**EXERCISE INSTRUCTIONS:** Write the listing out again verbatim, leaving nothing out.

**THE RECORDS:**
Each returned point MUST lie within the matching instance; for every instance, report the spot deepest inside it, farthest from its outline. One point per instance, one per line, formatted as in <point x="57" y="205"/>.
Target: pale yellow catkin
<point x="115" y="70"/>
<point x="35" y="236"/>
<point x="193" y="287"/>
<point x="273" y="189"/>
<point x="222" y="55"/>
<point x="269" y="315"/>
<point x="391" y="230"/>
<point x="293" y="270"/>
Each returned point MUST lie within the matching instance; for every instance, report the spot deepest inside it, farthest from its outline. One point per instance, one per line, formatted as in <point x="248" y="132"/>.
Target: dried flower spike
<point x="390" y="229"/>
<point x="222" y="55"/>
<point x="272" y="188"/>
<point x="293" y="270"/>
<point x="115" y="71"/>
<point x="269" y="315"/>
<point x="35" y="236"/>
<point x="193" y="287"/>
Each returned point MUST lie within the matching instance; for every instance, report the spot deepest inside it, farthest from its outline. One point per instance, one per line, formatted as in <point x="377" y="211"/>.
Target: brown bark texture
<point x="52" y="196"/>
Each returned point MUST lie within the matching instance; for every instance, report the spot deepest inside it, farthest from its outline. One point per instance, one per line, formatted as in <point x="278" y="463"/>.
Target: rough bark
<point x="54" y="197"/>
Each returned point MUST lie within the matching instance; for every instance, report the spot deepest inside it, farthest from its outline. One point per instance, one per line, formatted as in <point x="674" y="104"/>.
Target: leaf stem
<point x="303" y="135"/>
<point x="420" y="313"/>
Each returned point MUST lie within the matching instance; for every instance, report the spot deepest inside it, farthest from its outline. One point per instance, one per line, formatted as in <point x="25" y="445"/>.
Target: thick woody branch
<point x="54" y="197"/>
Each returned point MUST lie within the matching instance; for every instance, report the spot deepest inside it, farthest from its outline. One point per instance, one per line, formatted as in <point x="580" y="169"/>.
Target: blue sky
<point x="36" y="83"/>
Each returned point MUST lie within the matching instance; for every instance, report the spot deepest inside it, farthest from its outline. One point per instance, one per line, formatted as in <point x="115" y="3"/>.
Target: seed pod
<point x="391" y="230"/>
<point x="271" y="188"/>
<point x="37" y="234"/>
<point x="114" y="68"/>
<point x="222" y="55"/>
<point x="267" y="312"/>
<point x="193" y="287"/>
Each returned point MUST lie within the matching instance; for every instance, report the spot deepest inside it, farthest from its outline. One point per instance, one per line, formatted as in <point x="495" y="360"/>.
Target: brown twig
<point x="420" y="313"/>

**FINISHED TASK:**
Each returned point MUST lie within the matching instance; for every instance, report the spot deepest inside it, farthest from its outline. One point per instance, one per line, formatted as in <point x="57" y="205"/>.
Target: pale yellow catkin
<point x="115" y="70"/>
<point x="35" y="236"/>
<point x="193" y="287"/>
<point x="273" y="189"/>
<point x="222" y="55"/>
<point x="269" y="315"/>
<point x="391" y="230"/>
<point x="293" y="270"/>
Each returned point MUST lie within the matching instance; for every instance, report the spot deepest inside it, farthest from its outline. One point per instance, one per line, formatted as in <point x="248" y="132"/>.
Target: dried flower spike
<point x="390" y="229"/>
<point x="222" y="55"/>
<point x="272" y="188"/>
<point x="293" y="270"/>
<point x="115" y="71"/>
<point x="269" y="315"/>
<point x="35" y="236"/>
<point x="193" y="287"/>
Each returned point MUST lie within the matching instance; for every instance, report the spot deepest inside it, farthest from its outline. One point per instance, one per line, formatted as in <point x="377" y="211"/>.
Target: brown bark texture
<point x="52" y="196"/>
Each returned point MUST lie within the matching instance; for every instance, report the spot deepest inside it, farthest from its outline. One point per instance, one per line, formatted as in <point x="278" y="463"/>.
Target: rough bark
<point x="54" y="197"/>
Each returned point MUST lie within the matching instance; for every instance, report the spot deepest inside it, farthest from its outline. One point per instance, one per line, formatted as in <point x="674" y="104"/>.
Target: leaf stem
<point x="303" y="135"/>
<point x="420" y="313"/>
Each returned point MUST lie within the matching instance; for every instance, report the spot deepest inside it, farthest from its outline. One point per instance, one per line, formatted as in <point x="25" y="445"/>.
Target: thick woody branch
<point x="54" y="197"/>
Each returned point MUST lie within the matching instance; for every instance, report the spot deepest inside it, farthest from its outline. One point per instance, one per line, formatted as in <point x="580" y="169"/>.
Target: blue sky
<point x="36" y="83"/>
Each returned point MUST lie within the matching instance; for every instance, report the spot deepest inside it, farthest from its outline. One point per instance, one per line, formatted as in <point x="115" y="3"/>.
Target: seed pod
<point x="391" y="230"/>
<point x="271" y="188"/>
<point x="37" y="234"/>
<point x="114" y="68"/>
<point x="222" y="55"/>
<point x="267" y="312"/>
<point x="193" y="287"/>
Each returned point MUST lie within the matching instance; for every instance, report the spot deepest inside it, farthest from its outline. One point per instance, one per line, formatted as in <point x="495" y="360"/>.
Target: brown twig
<point x="420" y="313"/>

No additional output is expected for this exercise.